Leaving the pictures aside, repeat the entries exactly.
▬▬▬
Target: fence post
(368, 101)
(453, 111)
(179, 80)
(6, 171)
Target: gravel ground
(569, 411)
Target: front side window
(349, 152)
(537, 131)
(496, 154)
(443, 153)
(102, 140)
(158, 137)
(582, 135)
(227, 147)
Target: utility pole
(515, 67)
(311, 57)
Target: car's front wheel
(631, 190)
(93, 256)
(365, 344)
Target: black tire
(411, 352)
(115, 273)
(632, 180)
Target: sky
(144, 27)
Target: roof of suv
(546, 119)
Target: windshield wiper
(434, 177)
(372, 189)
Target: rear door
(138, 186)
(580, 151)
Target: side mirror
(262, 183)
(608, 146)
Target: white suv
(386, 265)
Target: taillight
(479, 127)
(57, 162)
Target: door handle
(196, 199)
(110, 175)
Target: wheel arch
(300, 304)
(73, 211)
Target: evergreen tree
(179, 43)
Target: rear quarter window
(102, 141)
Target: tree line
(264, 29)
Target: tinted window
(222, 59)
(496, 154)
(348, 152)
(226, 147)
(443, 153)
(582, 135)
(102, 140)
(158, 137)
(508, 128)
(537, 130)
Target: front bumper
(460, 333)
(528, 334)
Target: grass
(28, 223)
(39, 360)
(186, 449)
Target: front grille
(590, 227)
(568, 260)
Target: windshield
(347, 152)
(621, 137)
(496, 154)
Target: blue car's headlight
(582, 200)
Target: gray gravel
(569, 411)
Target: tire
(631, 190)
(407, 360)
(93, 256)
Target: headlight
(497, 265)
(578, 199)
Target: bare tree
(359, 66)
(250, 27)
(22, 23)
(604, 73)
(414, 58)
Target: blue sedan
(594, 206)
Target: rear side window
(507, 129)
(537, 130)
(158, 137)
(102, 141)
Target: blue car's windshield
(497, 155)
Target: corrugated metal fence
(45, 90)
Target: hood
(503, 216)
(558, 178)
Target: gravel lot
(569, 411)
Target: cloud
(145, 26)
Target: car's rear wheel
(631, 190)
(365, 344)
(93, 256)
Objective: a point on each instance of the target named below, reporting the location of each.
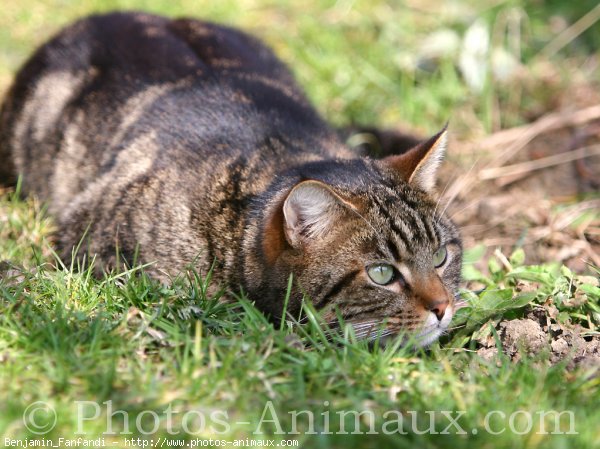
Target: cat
(180, 142)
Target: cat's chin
(433, 328)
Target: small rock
(523, 334)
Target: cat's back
(181, 91)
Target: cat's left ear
(419, 165)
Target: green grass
(67, 337)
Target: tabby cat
(191, 143)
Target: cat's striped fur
(192, 142)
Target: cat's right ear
(310, 211)
(419, 165)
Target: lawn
(135, 363)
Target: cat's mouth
(387, 329)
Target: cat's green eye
(381, 273)
(439, 257)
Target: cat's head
(365, 239)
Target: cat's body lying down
(191, 143)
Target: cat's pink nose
(438, 308)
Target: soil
(553, 213)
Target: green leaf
(517, 258)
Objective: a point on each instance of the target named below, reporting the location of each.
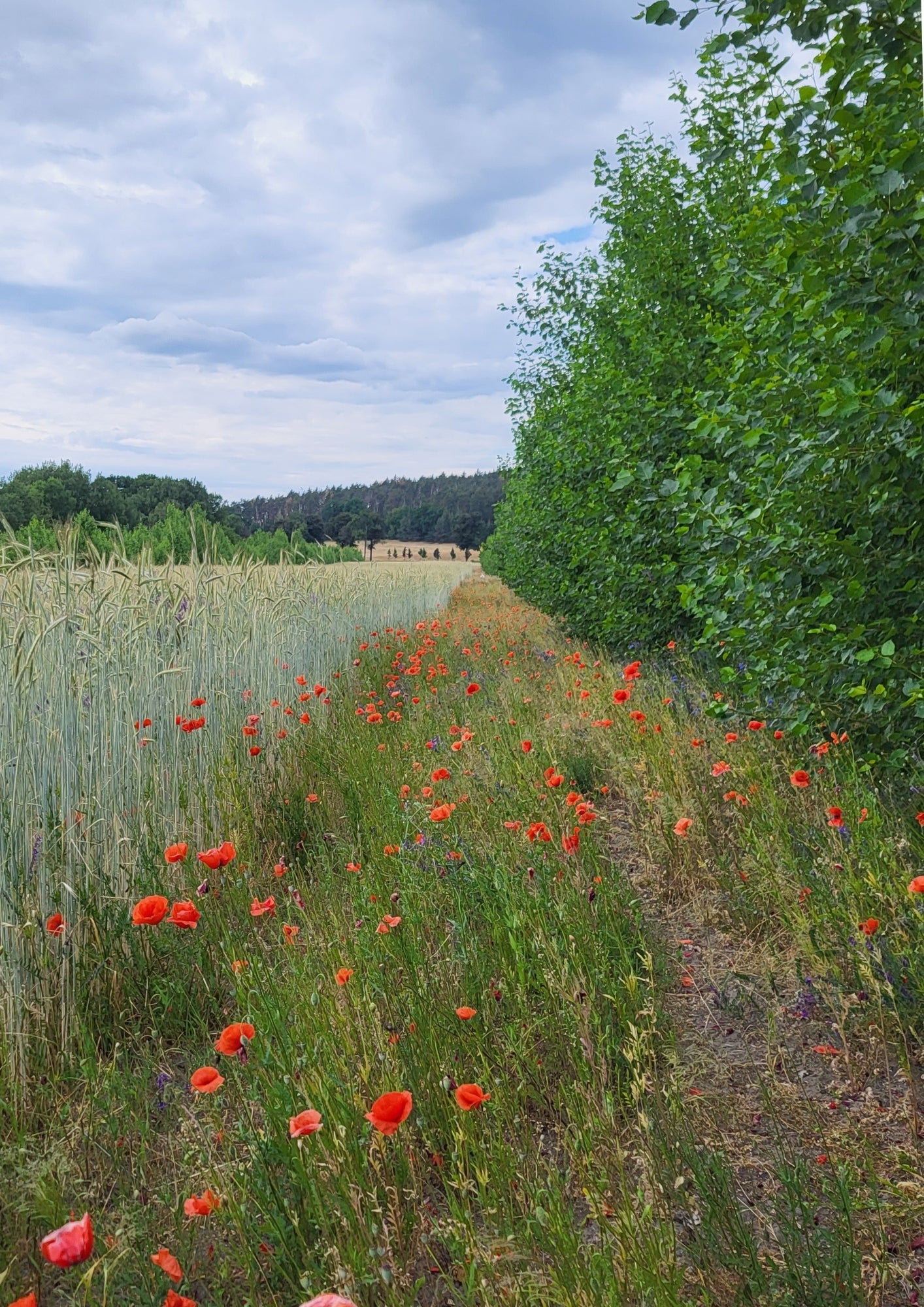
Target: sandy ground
(382, 556)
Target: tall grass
(87, 799)
(593, 1176)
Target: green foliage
(719, 418)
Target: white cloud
(266, 245)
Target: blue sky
(265, 244)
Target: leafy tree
(719, 418)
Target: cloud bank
(265, 245)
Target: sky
(265, 245)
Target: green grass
(565, 1187)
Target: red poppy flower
(390, 1110)
(150, 912)
(232, 1040)
(202, 1204)
(207, 1080)
(470, 1097)
(185, 916)
(306, 1123)
(71, 1245)
(176, 1300)
(168, 1263)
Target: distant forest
(151, 512)
(427, 509)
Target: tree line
(718, 415)
(167, 514)
(457, 509)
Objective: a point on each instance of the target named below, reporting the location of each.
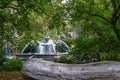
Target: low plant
(12, 65)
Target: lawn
(11, 75)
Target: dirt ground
(11, 75)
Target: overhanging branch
(102, 17)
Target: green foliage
▬▬▬
> _Result_
Target: fence post
(368, 101)
(453, 111)
(179, 80)
(6, 171)
Target: gravel ground
(569, 411)
Target: front side window
(349, 152)
(537, 131)
(496, 154)
(443, 153)
(102, 140)
(158, 137)
(582, 135)
(227, 147)
Target: utility pole
(515, 67)
(311, 57)
Target: car's front wheel
(631, 190)
(93, 256)
(365, 344)
Target: black tire
(411, 352)
(115, 273)
(632, 180)
Target: sky
(144, 27)
Target: roof of suv
(546, 119)
Target: windshield wiper
(434, 177)
(372, 189)
Target: rear door
(138, 186)
(580, 151)
Target: side mirror
(262, 183)
(608, 146)
Target: white suv
(386, 265)
Target: taillight
(479, 127)
(57, 162)
Target: door handle
(196, 199)
(110, 175)
Target: wheel arch
(300, 304)
(73, 211)
Target: evergreen tree
(179, 43)
Target: rear quarter window
(102, 141)
Target: tree line
(264, 29)
Target: tinted window
(222, 59)
(496, 154)
(348, 152)
(226, 147)
(443, 153)
(582, 135)
(102, 140)
(158, 137)
(508, 128)
(537, 130)
Target: front bumper
(460, 333)
(528, 334)
Target: grass
(28, 223)
(39, 360)
(186, 449)
Target: front grille
(590, 227)
(568, 260)
Target: windshield
(347, 152)
(621, 137)
(496, 154)
Target: blue car's headlight
(582, 200)
Target: gray gravel
(569, 411)
Target: tire
(631, 190)
(407, 360)
(93, 256)
Target: headlight
(497, 265)
(578, 199)
Target: bare tree
(359, 66)
(250, 27)
(22, 23)
(604, 73)
(414, 58)
Target: blue sedan
(594, 206)
Target: rear side window
(507, 129)
(537, 130)
(158, 137)
(102, 141)
Target: blue car's windshield
(497, 155)
Target: corrugated metal fence
(45, 90)
Target: hood
(503, 216)
(558, 178)
Target: gravel lot
(569, 411)
Target: cloud
(145, 26)
Target: car's rear wheel
(631, 190)
(365, 344)
(93, 256)
Objective: a point on each instance of the target named below, reporting the location of each.
Target: cat
(180, 142)
Target: cat's chin
(433, 328)
Target: small rock
(523, 334)
Target: cat's back
(181, 91)
Target: cat's left ear
(419, 165)
Target: green grass
(67, 337)
Target: tabby cat
(191, 143)
Target: cat's striped fur
(192, 142)
Target: cat's right ear
(310, 211)
(419, 165)
Target: lawn
(135, 363)
Target: cat's mouth
(387, 329)
Target: cat's green eye
(381, 273)
(439, 257)
Target: cat's head
(365, 239)
Target: cat's body lying down
(191, 143)
Target: cat's pink nose
(438, 308)
Target: soil
(553, 213)
Target: green leaf
(517, 258)
Objective: a point on each instance of the target named below, reporting the location of each.
Target: sandy ground
(382, 556)
Target: tall grass
(87, 799)
(593, 1176)
Target: green foliage
(719, 418)
Target: white cloud
(266, 245)
Target: blue sky
(265, 244)
Target: leafy tree
(719, 418)
Target: cloud bank
(265, 245)
Target: sky
(265, 245)
Target: green grass
(565, 1187)
Target: red poppy flower
(390, 1110)
(150, 912)
(232, 1040)
(202, 1204)
(207, 1080)
(470, 1097)
(185, 916)
(306, 1123)
(71, 1245)
(176, 1300)
(168, 1263)
Target: distant forest
(151, 512)
(427, 509)
Target: tree line
(718, 415)
(167, 514)
(457, 509)
Objective: a point on each instance of the target named below, reporting the location of each.
Target: low plant
(12, 65)
Target: lawn
(11, 75)
Target: dirt ground
(11, 75)
Target: overhanging branch
(102, 17)
Target: green foliage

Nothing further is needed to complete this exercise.